▶ _Exercise task_: In the records below, reproduce everything from the line containing "Would you kindly indicate the sharp" down to the end of the records, with the requests unchanged and each coordinate in the answers multiplied by 2.05 and rounded to the nearest whole number, halves rounding up. Give only those lines.
[START OF Supplied records]
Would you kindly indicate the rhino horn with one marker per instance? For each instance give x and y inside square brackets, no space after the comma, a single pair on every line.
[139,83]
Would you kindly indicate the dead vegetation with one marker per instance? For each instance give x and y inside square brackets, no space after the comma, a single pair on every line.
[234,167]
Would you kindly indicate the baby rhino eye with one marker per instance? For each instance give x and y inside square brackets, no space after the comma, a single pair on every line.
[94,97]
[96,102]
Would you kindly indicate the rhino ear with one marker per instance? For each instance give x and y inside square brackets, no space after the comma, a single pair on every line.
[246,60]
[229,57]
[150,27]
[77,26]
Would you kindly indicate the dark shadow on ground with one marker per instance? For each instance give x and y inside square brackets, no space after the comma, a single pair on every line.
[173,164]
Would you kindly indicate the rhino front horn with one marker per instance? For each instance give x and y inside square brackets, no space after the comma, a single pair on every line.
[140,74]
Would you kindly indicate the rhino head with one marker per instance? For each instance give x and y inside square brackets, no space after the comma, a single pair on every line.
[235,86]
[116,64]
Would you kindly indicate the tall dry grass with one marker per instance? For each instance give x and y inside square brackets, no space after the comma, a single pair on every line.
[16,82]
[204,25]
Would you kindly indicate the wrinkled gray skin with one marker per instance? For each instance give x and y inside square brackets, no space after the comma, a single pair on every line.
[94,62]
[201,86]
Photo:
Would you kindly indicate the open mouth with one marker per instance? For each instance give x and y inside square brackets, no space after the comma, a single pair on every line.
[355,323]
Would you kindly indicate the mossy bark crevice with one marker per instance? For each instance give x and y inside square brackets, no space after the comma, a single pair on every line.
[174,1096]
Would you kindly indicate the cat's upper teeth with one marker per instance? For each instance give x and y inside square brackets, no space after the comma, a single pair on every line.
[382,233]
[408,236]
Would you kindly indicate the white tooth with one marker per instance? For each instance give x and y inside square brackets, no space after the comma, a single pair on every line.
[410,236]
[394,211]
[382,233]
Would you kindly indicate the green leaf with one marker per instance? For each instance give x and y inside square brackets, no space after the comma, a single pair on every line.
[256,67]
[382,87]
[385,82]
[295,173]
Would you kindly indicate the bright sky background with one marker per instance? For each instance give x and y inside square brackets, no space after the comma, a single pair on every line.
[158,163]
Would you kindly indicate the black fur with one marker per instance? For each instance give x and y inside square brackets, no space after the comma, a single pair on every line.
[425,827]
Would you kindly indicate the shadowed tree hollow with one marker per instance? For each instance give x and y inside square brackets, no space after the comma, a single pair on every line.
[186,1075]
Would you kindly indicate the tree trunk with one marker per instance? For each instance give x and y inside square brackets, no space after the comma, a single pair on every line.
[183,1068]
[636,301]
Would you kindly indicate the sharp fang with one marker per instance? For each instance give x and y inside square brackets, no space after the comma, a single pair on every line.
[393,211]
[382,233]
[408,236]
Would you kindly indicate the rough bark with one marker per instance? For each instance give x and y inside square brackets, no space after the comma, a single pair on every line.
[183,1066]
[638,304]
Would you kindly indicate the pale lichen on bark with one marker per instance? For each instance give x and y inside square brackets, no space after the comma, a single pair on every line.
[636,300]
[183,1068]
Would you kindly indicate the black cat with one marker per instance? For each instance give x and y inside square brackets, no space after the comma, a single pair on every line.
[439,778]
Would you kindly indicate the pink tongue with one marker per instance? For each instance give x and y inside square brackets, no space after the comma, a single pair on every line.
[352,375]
[END OF Supplied records]
▶ _Task output_:
Would you kindly indicate the sharp fang with one marker per instance? For each instance give x and y inside square brackets, no space after the comma, a single pair on every line.
[806,433]
[783,478]
[836,484]
Would you kindly indicate the rough bark with one marker per instance? For each instance give x and y inside square brackets, no space after the comma, a single pair on every line.
[375,2185]
[1308,623]
Would you kindly indicate the pale lichen on bark with one marker per instance? For each instance give x and y inside square brackets, no space after the comma, a single pair on every line.
[1304,615]
[375,2189]
Would you kindly indicate the black cat with one marker per instance? For each instance give x and y inside square brackets, no space after the comma, a single pair on every line.
[900,1595]
Would you kindly indicate the pink tongue with one marker per instance? For each instance give x and y inside square brackets, no space after the comma, a single pair on every line.
[722,769]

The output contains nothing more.